***** Provided data *****

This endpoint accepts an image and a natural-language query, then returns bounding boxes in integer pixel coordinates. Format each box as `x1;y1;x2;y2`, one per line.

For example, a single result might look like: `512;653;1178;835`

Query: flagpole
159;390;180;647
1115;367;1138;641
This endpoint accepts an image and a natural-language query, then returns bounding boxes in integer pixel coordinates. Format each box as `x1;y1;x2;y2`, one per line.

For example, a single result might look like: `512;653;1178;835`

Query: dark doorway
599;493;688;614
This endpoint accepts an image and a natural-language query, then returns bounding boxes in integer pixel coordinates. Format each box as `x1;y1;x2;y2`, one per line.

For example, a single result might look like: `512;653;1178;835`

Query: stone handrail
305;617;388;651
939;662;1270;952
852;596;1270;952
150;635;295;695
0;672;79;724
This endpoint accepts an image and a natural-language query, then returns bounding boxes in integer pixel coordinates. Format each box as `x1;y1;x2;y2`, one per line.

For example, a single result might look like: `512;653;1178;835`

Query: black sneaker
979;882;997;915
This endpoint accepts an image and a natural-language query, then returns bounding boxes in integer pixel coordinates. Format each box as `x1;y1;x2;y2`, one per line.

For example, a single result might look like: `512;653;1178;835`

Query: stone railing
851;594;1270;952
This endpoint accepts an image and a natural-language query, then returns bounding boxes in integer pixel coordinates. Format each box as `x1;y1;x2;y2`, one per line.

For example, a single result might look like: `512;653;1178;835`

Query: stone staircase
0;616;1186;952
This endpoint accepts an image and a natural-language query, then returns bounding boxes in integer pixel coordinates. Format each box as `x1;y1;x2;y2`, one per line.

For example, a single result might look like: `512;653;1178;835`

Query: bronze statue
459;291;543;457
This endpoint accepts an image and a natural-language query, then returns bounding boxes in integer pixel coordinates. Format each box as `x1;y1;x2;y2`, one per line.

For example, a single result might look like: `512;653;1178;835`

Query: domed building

*****

▶ Exercise aim: Write the listing, from its start through the line that contains "599;493;688;614", as a two-column CSV with the headers input and output. Each row puts one text in input and the answer that follows it in output, with each value in a single quoted field and its line breaks replaced by spaces.

▶ Final result:
input,output
"This endpoint accepts an image and a natural-language query, then returns bounding boxes in integer pixel coordinates. Format each box as `x1;y1;x2;y2`, one per line. For example, a single result might look like: `512;653;1178;835` Query: flagpole","159;390;180;647 1115;367;1138;641"
"This endpoint accepts an image and a natural-language query, then returns bounding boxes in integer pixel coordinates. Format each box as `x1;y1;x2;y2`, one per line. For example, a single result might look like: `512;653;1178;835` Query: dark doorway","599;493;688;614"